== Exercise materials ==
** Start **
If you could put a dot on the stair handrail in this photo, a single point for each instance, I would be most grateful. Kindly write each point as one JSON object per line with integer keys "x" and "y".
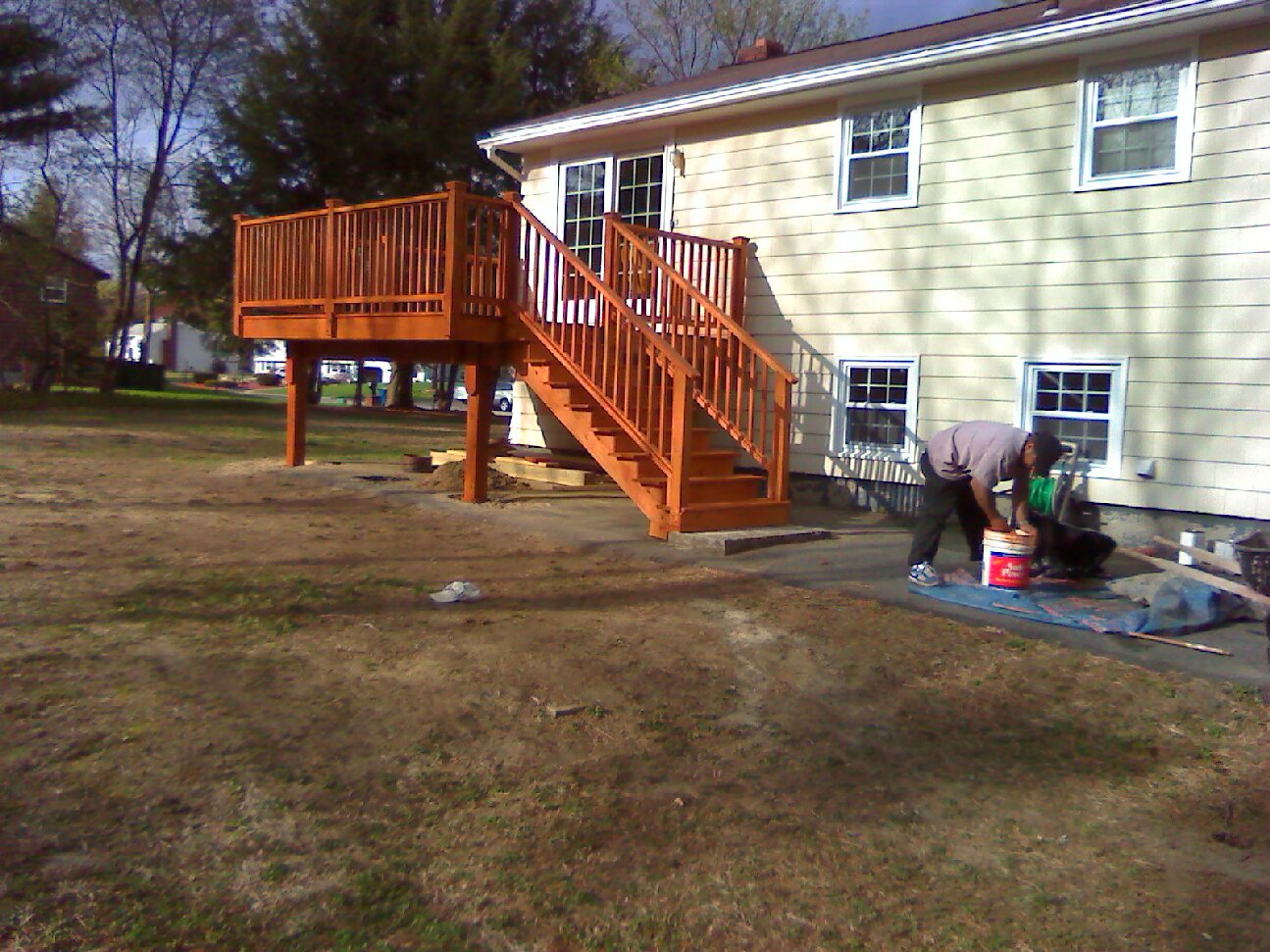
{"x": 776, "y": 460}
{"x": 667, "y": 444}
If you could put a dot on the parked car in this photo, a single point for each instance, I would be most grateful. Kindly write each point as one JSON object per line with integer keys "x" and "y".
{"x": 502, "y": 395}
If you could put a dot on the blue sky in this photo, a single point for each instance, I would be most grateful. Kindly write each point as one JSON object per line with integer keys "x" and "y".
{"x": 887, "y": 16}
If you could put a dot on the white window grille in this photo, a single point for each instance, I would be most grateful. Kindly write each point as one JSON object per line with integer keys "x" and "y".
{"x": 1136, "y": 125}
{"x": 878, "y": 408}
{"x": 1082, "y": 404}
{"x": 879, "y": 164}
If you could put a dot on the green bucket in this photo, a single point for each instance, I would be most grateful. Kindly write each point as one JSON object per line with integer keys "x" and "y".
{"x": 1041, "y": 495}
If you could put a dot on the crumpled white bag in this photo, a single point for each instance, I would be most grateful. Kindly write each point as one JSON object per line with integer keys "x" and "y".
{"x": 457, "y": 591}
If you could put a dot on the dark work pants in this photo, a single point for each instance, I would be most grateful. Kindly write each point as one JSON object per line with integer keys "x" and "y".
{"x": 940, "y": 499}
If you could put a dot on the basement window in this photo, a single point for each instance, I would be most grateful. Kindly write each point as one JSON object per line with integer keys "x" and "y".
{"x": 879, "y": 159}
{"x": 878, "y": 408}
{"x": 1136, "y": 124}
{"x": 1082, "y": 404}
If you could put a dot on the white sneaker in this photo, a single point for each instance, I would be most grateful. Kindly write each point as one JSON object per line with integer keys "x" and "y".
{"x": 924, "y": 574}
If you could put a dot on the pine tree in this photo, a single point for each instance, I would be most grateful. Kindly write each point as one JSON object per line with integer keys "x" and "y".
{"x": 30, "y": 89}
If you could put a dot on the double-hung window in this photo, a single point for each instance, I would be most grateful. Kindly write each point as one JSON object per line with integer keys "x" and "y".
{"x": 1136, "y": 124}
{"x": 1082, "y": 404}
{"x": 633, "y": 186}
{"x": 54, "y": 291}
{"x": 878, "y": 408}
{"x": 879, "y": 159}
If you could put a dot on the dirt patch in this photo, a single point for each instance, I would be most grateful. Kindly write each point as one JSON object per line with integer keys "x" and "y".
{"x": 448, "y": 477}
{"x": 233, "y": 719}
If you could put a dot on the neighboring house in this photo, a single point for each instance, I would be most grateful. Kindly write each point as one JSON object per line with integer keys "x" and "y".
{"x": 48, "y": 310}
{"x": 178, "y": 345}
{"x": 1054, "y": 215}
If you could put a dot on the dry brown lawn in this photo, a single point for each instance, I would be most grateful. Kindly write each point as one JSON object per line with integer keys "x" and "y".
{"x": 230, "y": 719}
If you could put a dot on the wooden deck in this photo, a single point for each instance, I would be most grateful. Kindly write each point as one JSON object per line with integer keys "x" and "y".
{"x": 648, "y": 367}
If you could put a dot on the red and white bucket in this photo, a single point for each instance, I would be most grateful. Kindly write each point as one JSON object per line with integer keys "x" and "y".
{"x": 1007, "y": 560}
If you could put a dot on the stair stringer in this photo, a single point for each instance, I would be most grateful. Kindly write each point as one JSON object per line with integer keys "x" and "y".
{"x": 582, "y": 426}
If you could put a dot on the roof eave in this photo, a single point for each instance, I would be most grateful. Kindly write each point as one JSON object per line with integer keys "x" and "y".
{"x": 1015, "y": 41}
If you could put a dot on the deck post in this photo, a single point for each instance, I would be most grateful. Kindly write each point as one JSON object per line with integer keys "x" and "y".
{"x": 330, "y": 266}
{"x": 481, "y": 412}
{"x": 297, "y": 403}
{"x": 779, "y": 468}
{"x": 456, "y": 251}
{"x": 237, "y": 274}
{"x": 681, "y": 447}
{"x": 737, "y": 292}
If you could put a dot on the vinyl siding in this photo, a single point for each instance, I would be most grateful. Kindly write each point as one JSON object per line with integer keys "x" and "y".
{"x": 1003, "y": 262}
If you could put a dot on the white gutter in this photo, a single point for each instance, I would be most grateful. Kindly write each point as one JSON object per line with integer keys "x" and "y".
{"x": 491, "y": 154}
{"x": 1076, "y": 28}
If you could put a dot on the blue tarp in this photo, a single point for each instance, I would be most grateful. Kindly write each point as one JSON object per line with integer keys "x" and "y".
{"x": 1180, "y": 604}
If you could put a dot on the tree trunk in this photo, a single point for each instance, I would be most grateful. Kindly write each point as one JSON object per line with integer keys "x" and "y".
{"x": 315, "y": 382}
{"x": 401, "y": 391}
{"x": 443, "y": 384}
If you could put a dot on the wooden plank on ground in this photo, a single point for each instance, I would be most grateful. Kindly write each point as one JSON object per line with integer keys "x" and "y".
{"x": 1206, "y": 577}
{"x": 1227, "y": 565}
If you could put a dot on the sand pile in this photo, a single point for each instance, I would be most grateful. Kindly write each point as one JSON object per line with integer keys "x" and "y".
{"x": 448, "y": 477}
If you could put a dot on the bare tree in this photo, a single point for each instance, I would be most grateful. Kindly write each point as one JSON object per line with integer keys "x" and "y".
{"x": 158, "y": 69}
{"x": 684, "y": 38}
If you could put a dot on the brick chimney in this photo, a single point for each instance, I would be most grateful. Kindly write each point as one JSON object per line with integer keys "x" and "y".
{"x": 763, "y": 48}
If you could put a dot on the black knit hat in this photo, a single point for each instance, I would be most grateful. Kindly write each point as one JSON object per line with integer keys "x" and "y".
{"x": 1048, "y": 451}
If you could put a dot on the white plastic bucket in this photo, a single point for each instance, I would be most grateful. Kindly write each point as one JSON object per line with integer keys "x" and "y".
{"x": 1007, "y": 560}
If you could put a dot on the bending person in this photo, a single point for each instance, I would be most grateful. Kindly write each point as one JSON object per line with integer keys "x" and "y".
{"x": 961, "y": 466}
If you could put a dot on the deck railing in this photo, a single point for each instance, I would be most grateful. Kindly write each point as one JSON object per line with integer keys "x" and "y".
{"x": 741, "y": 386}
{"x": 441, "y": 253}
{"x": 713, "y": 267}
{"x": 630, "y": 371}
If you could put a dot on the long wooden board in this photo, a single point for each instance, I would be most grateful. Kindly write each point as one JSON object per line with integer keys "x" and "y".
{"x": 1199, "y": 576}
{"x": 1227, "y": 565}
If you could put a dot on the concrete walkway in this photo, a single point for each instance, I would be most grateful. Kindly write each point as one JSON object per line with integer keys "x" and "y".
{"x": 864, "y": 555}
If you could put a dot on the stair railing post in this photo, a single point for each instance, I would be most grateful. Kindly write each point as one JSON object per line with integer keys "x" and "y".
{"x": 511, "y": 254}
{"x": 330, "y": 266}
{"x": 779, "y": 469}
{"x": 456, "y": 250}
{"x": 737, "y": 292}
{"x": 681, "y": 446}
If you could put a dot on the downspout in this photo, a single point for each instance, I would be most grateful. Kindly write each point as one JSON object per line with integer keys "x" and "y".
{"x": 491, "y": 154}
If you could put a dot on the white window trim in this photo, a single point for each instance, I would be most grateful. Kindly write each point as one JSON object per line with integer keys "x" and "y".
{"x": 912, "y": 448}
{"x": 1119, "y": 370}
{"x": 1082, "y": 177}
{"x": 840, "y": 153}
{"x": 610, "y": 162}
{"x": 60, "y": 288}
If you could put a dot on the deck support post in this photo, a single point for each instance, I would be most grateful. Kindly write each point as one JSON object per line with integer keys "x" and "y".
{"x": 481, "y": 413}
{"x": 297, "y": 403}
{"x": 681, "y": 451}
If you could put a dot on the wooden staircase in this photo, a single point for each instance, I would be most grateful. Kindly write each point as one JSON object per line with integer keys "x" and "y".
{"x": 624, "y": 388}
{"x": 648, "y": 367}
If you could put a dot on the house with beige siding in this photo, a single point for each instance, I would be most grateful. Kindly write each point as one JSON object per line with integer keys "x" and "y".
{"x": 1054, "y": 215}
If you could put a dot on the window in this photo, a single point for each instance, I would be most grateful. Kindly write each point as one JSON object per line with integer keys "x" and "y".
{"x": 634, "y": 189}
{"x": 1081, "y": 404}
{"x": 584, "y": 211}
{"x": 54, "y": 292}
{"x": 878, "y": 408}
{"x": 879, "y": 168}
{"x": 639, "y": 190}
{"x": 1136, "y": 125}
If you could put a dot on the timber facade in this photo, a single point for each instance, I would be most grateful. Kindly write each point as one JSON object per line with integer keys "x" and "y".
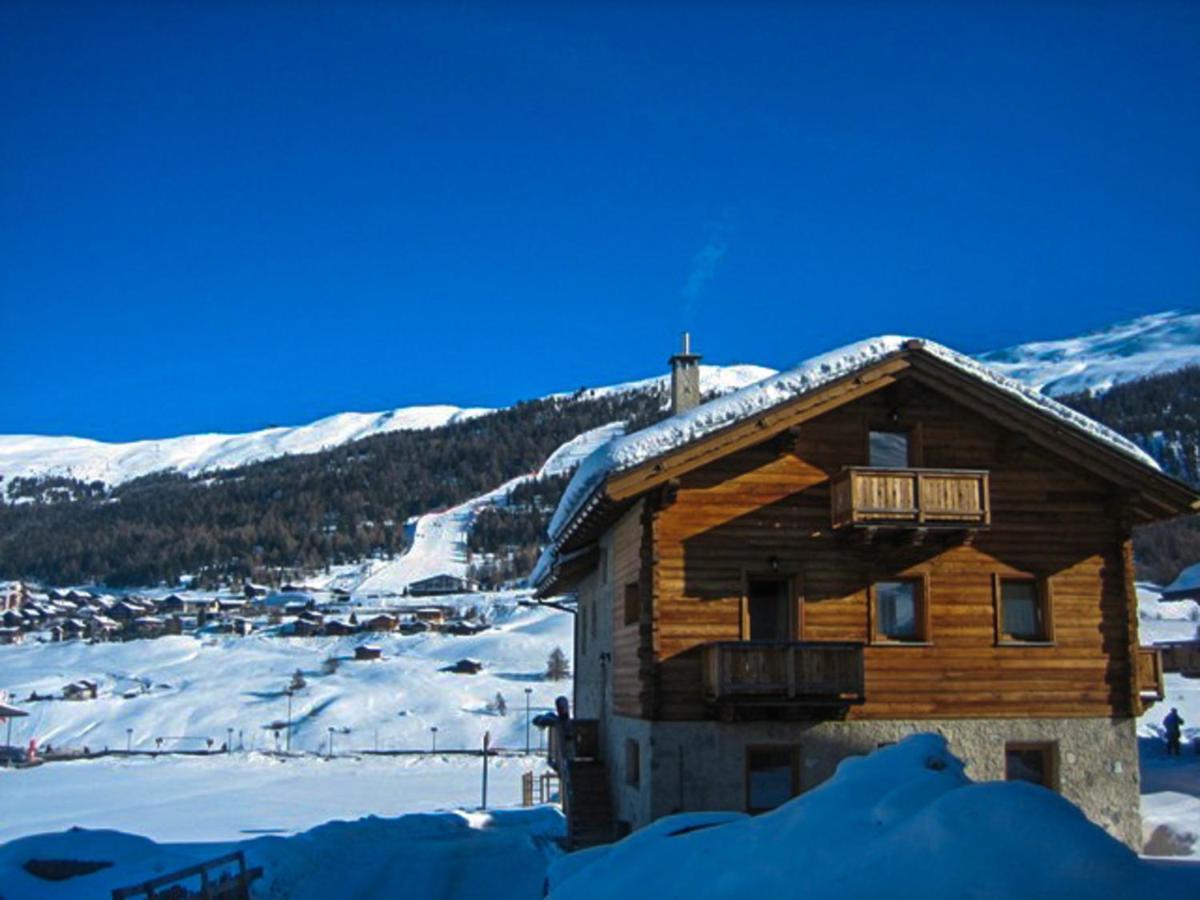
{"x": 903, "y": 550}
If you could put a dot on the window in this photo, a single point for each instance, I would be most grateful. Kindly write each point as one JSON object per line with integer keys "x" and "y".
{"x": 773, "y": 777}
{"x": 633, "y": 763}
{"x": 1033, "y": 762}
{"x": 633, "y": 604}
{"x": 768, "y": 610}
{"x": 1023, "y": 613}
{"x": 888, "y": 449}
{"x": 899, "y": 612}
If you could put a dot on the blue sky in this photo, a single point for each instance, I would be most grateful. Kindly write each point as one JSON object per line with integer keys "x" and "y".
{"x": 221, "y": 216}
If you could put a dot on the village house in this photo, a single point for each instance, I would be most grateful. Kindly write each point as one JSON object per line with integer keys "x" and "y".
{"x": 889, "y": 539}
{"x": 383, "y": 622}
{"x": 441, "y": 583}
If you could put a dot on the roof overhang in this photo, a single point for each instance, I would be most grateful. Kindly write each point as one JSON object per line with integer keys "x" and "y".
{"x": 1150, "y": 495}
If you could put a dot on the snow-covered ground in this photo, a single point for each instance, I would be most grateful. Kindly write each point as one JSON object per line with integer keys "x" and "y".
{"x": 1151, "y": 345}
{"x": 187, "y": 689}
{"x": 1170, "y": 786}
{"x": 501, "y": 856}
{"x": 231, "y": 797}
{"x": 30, "y": 455}
{"x": 903, "y": 822}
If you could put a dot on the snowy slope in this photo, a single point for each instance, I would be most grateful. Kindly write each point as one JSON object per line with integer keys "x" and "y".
{"x": 27, "y": 456}
{"x": 186, "y": 689}
{"x": 31, "y": 456}
{"x": 1151, "y": 345}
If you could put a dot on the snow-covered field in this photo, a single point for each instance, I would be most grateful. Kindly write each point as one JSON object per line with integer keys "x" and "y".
{"x": 226, "y": 798}
{"x": 1170, "y": 787}
{"x": 186, "y": 689}
{"x": 903, "y": 822}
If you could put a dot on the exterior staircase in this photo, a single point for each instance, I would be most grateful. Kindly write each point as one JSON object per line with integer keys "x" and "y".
{"x": 587, "y": 804}
{"x": 588, "y": 807}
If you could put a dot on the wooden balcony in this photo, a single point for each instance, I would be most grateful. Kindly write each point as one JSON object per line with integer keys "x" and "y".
{"x": 1150, "y": 676}
{"x": 789, "y": 673}
{"x": 910, "y": 498}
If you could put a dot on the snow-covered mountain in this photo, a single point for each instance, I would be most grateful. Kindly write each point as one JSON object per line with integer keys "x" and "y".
{"x": 1147, "y": 346}
{"x": 1151, "y": 345}
{"x": 34, "y": 456}
{"x": 31, "y": 456}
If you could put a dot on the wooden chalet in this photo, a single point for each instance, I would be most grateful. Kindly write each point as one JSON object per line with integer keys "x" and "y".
{"x": 441, "y": 583}
{"x": 889, "y": 539}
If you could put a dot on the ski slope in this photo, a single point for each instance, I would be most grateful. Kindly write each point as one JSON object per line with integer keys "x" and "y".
{"x": 34, "y": 456}
{"x": 31, "y": 456}
{"x": 1096, "y": 361}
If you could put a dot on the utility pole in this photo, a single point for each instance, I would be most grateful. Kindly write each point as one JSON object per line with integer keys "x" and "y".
{"x": 528, "y": 691}
{"x": 487, "y": 741}
{"x": 287, "y": 739}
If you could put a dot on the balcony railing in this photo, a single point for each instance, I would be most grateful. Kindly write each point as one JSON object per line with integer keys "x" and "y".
{"x": 1150, "y": 676}
{"x": 911, "y": 498}
{"x": 816, "y": 673}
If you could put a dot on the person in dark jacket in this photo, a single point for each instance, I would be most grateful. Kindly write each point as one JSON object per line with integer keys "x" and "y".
{"x": 1174, "y": 726}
** End **
== Written instruction ==
Exactly and exclusively, repeat the lines from the line that contains "If you could put a dot on the snow-covered mountain" through the end of the records, both ends included.

== Exercise response ==
If you could put a dot on the snow-covered mountain in this photo, a single point for each instance, I would be most grateful. Kindly write each point as one JSON object per line with integer keys "x" and "y".
{"x": 1147, "y": 346}
{"x": 1151, "y": 345}
{"x": 34, "y": 456}
{"x": 31, "y": 456}
If you could put a dot on the wooden chalet in this photo, a single point for each instance, I would be most grateful. Kindly write each point as one JSON object per line with integer keys "x" and "y".
{"x": 441, "y": 583}
{"x": 889, "y": 539}
If you could put a dot on the ski slope in this photo, a single point for each instance, I would be most grateful. Kindly write each point as one JSON object per line with integer keys "x" and "y".
{"x": 34, "y": 456}
{"x": 31, "y": 456}
{"x": 1096, "y": 361}
If you could put a dot on the utility pole in this photo, a single point for each instance, I would be most grateful. Kindly write each point as one JSON object per line with integer keys "x" and "y".
{"x": 528, "y": 691}
{"x": 487, "y": 741}
{"x": 287, "y": 739}
If you could put a dot on the balcony railing in this photo, a single point for each instance, I would be most grateful. Kindly write each point as one JSON object per line with integer keys "x" and "y".
{"x": 1150, "y": 676}
{"x": 911, "y": 498}
{"x": 816, "y": 673}
If you could put a dot on the person in dark jacket in this photo, a single point for each instance, I would be most grateful. Kindly write each point as one JSON object per line with integer keys "x" and "y".
{"x": 1174, "y": 726}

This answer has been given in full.